## TEXT PASSAGE
Basically they believe in God, but he’s a weak God or an absent God. He’s there, but he’s just not there for us. You know, exactly like the nontheists believe, except these folks actually like God, and aren’t anywhere near as hostile towards religion and religious people. Evil exists, but they figure God can’t personally help it, so that’s why he instructs us to do good, and try to stop it or mitigate it.

And maybe there’ll be a last day and a final judgment. Some of ’em hold out the possibility. At that time, God may do something final to get rid of evil once and for all. The rest of ’em imagine evil won’t follow us to the afterlife, and it’s in the afterlife we finally get an evil-free existence.

The second view, where God doesn’t care to eliminate evil, we tend to find among Calvinists and other determinists. Because if God ordains everything in the cosmos, and nothing happens without his say-so… well, notice how much evil there is in our world. If God actually ordained all that, he clearly doesn’t have a problem with evil.

## TASKS FOR THIS EXERCISE
1 > Set down the passage on God and evil word for word, from "And maybe there’ll" up to and including "an evil-free existence.".
2 > Resume the passage on God and evil, writing on from its final sentence.

## PROVIDED DATA
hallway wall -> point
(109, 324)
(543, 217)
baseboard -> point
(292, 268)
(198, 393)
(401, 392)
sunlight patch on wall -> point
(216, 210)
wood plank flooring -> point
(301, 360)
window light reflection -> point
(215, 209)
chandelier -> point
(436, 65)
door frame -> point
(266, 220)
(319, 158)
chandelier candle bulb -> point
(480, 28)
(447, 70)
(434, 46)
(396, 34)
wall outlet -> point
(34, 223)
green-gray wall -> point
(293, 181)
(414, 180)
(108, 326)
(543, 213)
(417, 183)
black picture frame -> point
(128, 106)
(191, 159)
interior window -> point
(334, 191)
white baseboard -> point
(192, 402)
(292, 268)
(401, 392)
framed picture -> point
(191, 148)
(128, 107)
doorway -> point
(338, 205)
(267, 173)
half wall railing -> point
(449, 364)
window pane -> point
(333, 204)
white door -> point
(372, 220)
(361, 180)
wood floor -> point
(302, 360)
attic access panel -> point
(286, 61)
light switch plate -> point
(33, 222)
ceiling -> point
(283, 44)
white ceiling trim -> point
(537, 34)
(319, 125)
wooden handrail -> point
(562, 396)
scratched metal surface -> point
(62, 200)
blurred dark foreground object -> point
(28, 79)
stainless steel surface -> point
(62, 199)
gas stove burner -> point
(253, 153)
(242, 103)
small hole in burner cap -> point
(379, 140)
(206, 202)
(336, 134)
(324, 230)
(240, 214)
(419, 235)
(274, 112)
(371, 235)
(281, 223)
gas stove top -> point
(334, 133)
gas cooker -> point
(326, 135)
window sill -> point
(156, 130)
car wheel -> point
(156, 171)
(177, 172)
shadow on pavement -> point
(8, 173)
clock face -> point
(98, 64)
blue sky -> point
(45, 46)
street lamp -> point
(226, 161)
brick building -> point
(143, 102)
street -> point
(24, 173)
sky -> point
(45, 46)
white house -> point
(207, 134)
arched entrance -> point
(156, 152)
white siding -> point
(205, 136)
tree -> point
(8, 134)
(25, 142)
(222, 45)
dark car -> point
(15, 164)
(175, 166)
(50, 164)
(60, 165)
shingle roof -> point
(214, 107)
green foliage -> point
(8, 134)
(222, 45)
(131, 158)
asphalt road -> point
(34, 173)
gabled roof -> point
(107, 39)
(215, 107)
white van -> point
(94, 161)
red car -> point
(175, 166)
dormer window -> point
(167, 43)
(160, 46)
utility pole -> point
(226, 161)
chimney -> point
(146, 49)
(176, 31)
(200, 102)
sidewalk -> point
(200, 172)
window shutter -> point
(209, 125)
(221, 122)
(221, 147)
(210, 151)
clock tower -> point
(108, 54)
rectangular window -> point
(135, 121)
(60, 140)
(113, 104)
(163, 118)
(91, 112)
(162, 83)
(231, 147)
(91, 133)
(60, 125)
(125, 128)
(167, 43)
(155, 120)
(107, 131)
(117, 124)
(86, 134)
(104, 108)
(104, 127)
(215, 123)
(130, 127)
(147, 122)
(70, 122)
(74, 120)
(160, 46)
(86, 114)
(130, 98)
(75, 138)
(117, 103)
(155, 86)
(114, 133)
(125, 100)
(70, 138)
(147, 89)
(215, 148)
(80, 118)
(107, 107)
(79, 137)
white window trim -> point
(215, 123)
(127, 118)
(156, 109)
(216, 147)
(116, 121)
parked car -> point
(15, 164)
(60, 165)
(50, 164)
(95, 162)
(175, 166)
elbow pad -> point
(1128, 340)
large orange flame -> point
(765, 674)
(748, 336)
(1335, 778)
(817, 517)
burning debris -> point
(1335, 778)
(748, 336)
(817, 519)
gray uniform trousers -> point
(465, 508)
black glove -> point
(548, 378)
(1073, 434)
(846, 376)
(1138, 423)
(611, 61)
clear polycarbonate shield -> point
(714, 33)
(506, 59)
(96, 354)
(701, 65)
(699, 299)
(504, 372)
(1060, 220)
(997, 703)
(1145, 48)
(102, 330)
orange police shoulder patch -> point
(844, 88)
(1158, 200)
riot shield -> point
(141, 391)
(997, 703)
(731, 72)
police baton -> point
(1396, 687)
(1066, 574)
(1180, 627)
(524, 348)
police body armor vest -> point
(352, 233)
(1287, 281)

## TASK RESULTS
1 >
And maybe there’ll be a last day and a final judgment. Some of ’em hold out the possibility. At that time, God may do something final to get rid of evil once and for all. The rest of ’em imagine evil won’t follow us to the afterlife, and it’s in the afterlife we finally get an evil-free existence.

2 >
Now because the scriptures make it pretty darned clear God is anti-evil, these Christians go out of their way to avoid saying God isn’t truly good. They figure God has some secret purpose for all that evil. It only looks evil to us, but somewhere at the back of it, somewhere in a mysterious ends-justify-the-means sort of way, it’s actually some form of goodness.

No, seriously. I’ve heard some Calvinists actually attempt to claim evil is good—because if God determines it, and God is by definition good, it can’t be evil. Even though it totally looks like evil… and totally is evil. Basically they’re practicing doublethink.

Lastly I’ll mention the folks who believe either the first or second view, or bits of both… and as a result they became nonreligious. Still believe in God, but they don’t really feel like following or worshiping him. After all, he’s not almighty, so what good is he? Or not good, so not worthy of worship.

The problem of the problem of evil.

The first time I came across Epicurus’s argument, somebody had rearranged it into a logical syllogism, which looked like this:

  1. If an almighty, all-knowing, good God exists, then evil doesn’t.
  2. Evil exists.
  3. Therefore such a God doesn’t.

Of course I had a problem with the initial premise. Because I grew up in a church which taught God is almighty, all-knowing, and good—and yet evil exists, ’cause the devil and humans went wrong, and God isn’t gonna judge us just yet.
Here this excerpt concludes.